Your objective
Please copy out word for word everything in the entries below from the line containing "the white wall" down to the last line of the entries, both ends included, and nothing else.

Listed records
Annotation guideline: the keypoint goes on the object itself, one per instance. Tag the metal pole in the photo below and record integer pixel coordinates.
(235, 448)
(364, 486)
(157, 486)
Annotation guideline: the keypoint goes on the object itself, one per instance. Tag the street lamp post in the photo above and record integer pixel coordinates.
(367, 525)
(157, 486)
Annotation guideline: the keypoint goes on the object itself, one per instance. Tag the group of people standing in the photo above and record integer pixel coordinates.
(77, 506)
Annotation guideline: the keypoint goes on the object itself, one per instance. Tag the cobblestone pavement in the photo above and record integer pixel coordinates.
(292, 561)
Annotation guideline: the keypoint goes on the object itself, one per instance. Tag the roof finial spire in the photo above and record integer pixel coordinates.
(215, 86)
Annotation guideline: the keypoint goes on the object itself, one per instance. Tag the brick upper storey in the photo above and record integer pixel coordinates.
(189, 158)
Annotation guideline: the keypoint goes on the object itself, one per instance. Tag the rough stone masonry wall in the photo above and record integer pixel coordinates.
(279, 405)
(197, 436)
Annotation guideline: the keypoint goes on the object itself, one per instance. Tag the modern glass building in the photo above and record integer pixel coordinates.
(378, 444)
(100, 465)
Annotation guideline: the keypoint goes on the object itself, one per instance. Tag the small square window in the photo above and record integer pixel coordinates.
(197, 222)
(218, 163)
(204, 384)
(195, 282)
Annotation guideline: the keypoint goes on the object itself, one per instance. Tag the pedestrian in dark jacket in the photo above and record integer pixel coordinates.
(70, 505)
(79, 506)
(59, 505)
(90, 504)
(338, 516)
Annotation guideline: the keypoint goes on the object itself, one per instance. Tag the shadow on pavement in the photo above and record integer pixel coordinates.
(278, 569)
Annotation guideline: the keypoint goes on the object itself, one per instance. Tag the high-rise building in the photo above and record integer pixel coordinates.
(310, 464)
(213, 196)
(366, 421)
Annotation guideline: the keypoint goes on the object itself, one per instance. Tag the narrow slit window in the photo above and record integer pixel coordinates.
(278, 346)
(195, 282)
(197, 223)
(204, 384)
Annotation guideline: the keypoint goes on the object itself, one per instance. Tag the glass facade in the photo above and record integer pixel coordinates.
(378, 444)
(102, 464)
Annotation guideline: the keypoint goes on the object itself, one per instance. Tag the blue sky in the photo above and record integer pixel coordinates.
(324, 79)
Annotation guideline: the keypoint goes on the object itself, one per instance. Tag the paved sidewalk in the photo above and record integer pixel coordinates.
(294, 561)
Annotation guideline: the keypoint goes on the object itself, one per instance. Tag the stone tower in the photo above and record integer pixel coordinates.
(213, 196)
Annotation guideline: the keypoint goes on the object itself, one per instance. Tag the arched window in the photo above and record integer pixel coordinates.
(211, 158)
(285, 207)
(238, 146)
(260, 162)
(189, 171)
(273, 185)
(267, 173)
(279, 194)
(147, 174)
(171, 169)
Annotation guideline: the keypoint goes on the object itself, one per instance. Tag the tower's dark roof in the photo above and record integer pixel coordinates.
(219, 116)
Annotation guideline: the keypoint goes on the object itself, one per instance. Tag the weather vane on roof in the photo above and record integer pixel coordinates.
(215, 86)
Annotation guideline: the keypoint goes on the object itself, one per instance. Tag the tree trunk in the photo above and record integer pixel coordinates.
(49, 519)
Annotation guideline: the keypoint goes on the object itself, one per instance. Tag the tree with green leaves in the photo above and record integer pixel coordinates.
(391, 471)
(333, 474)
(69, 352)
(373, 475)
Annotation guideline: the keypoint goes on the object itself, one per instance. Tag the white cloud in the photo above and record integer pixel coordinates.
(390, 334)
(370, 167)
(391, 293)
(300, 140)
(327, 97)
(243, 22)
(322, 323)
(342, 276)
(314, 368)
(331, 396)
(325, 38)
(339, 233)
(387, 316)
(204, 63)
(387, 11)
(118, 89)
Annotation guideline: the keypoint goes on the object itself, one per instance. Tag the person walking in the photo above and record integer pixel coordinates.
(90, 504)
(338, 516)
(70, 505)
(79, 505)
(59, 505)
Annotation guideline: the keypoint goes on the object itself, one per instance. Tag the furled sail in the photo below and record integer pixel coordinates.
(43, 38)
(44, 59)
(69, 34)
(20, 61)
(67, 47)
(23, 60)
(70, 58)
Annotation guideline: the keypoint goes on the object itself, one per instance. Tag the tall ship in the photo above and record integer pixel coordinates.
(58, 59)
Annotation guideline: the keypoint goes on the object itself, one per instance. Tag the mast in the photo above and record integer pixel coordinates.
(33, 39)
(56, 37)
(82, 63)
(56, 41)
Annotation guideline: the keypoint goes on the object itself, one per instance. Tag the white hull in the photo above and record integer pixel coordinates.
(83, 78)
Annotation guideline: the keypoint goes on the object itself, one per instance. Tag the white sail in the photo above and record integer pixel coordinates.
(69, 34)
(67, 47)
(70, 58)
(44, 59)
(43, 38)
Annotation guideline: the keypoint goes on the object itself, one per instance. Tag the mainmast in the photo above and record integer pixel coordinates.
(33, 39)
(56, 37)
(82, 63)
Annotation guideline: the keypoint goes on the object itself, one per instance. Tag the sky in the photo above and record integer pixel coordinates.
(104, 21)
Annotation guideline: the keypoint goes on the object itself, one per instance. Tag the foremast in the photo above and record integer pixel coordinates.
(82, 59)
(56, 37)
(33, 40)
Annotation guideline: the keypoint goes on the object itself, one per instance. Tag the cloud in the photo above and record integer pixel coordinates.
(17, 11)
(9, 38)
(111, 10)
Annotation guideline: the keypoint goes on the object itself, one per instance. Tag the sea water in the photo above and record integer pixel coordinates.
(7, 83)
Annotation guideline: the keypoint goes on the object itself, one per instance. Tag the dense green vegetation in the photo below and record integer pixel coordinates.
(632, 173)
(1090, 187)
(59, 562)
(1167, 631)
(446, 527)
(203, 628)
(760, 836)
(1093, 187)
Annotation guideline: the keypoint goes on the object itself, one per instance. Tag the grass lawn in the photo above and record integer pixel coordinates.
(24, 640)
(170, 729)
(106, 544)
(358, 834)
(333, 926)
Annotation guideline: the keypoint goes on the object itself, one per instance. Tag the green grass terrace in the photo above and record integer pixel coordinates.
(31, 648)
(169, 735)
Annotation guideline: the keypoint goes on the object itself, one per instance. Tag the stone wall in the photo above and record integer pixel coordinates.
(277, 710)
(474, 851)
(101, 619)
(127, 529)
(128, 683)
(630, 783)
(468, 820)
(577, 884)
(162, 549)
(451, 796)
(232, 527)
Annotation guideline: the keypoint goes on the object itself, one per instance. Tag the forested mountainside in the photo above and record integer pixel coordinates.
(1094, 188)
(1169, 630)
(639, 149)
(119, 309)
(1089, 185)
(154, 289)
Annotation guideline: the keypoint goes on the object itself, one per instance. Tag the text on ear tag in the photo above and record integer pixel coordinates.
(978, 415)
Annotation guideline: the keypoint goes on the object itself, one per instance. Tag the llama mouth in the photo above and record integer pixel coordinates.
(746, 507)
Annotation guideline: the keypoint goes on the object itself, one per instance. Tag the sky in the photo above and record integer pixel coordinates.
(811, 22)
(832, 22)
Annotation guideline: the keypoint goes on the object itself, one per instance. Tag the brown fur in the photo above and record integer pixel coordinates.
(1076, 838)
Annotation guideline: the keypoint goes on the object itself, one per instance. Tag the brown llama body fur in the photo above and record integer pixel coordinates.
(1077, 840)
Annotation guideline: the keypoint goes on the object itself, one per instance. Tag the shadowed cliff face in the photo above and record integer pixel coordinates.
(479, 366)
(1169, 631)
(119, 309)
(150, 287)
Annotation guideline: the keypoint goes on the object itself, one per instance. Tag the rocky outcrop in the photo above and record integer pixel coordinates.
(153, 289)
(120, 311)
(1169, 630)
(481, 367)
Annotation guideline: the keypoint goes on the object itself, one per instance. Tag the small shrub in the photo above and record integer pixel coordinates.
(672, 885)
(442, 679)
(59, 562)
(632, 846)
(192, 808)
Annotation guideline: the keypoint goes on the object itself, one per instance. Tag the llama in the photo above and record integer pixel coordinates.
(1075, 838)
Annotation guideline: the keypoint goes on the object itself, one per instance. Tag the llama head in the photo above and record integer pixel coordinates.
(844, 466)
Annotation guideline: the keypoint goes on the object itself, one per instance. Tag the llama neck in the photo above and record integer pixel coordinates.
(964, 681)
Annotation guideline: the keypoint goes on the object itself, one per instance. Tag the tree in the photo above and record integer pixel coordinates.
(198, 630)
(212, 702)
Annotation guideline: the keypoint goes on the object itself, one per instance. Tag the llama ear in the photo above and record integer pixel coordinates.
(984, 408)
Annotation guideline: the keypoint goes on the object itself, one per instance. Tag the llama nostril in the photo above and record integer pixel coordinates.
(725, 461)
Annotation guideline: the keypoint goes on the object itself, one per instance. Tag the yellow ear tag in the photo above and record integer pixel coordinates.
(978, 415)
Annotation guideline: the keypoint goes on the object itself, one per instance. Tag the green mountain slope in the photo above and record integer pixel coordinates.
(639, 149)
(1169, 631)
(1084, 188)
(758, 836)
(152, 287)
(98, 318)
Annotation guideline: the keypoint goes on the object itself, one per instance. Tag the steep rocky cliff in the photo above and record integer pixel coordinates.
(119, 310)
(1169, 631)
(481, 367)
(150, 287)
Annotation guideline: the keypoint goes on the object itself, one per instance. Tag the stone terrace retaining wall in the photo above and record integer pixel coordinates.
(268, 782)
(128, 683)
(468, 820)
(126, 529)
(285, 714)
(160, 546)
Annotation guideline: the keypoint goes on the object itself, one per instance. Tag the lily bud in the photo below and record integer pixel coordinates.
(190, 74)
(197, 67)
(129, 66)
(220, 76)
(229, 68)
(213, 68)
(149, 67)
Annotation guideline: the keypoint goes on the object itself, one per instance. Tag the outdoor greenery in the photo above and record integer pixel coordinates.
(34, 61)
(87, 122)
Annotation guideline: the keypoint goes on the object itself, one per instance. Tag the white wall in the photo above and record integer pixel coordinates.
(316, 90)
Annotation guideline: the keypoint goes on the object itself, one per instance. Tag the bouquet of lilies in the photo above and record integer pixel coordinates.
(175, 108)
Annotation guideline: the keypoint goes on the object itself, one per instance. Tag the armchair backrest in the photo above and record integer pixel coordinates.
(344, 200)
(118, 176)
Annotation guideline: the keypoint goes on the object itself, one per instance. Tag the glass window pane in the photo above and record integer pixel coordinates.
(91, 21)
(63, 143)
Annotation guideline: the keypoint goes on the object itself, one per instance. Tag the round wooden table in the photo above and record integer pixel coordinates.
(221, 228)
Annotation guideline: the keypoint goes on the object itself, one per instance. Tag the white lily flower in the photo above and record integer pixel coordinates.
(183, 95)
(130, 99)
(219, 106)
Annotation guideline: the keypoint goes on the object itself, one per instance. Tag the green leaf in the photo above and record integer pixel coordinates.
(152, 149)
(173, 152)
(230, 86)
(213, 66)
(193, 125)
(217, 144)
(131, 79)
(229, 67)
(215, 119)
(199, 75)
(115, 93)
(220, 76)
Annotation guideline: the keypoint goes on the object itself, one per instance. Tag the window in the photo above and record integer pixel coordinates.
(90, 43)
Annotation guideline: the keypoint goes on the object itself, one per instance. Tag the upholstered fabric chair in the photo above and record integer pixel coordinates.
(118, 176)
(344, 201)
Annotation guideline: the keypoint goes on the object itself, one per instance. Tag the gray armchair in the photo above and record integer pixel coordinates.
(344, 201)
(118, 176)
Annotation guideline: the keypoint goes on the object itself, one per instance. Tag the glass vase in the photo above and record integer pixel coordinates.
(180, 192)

Correct output
Annotation guideline: the keypoint goes on the object itself, one per instance. Tag the white wall in the photo above and record integer pixel coordinates.
(316, 90)
Annotation guideline: the keypoint goes on the object itself, one per instance. Tag the bouquet of lilies in the photo above and record integer pixel coordinates.
(175, 108)
Annotation guideline: the keypoint goes on the object itself, one per instance. Tag the armchair backrest in the photo above and record integer pixel coordinates.
(344, 200)
(118, 176)
Annotation guideline: the keypoint goes on the object itself, one per instance. Tag the glass window pane in the photo above and record integer pixel coordinates.
(91, 21)
(63, 143)
Annotation guideline: the keypoint goes on the object itself, one per instance. Tag the round wooden table in the photo above and record integer pixel coordinates.
(221, 228)
Annotation guideline: the keypoint goes on the object itself, one per instance. Tag the white lily flower in the photo above and record integer pixel coordinates.
(183, 95)
(130, 99)
(219, 106)
Annotation guideline: the keypoint goes on the object itself, one per instance. Tag the green leaf in the photo above and record integer pixel coordinates.
(152, 149)
(173, 152)
(230, 86)
(213, 66)
(193, 125)
(217, 144)
(131, 79)
(229, 67)
(215, 119)
(199, 75)
(115, 93)
(220, 76)
Annotation guideline: the keypoint goes on the object itself, one per instance. Tag the window in the photo above and record integer pixel coordinates.
(90, 43)
Annotation guideline: the keypoint goes on the object itself, one per instance. Tag the upholstered fabric chair in the photo above and record integer pixel coordinates.
(118, 176)
(344, 201)
Annotation guideline: the keypoint goes on the object itself, one per instance. Tag the gray armchair in the photo above and record integer pixel coordinates.
(344, 201)
(118, 176)
Annotation guideline: the keypoint goes on the object itself, one per instance. Tag the glass vase in the photo above and record integer pixel coordinates.
(180, 192)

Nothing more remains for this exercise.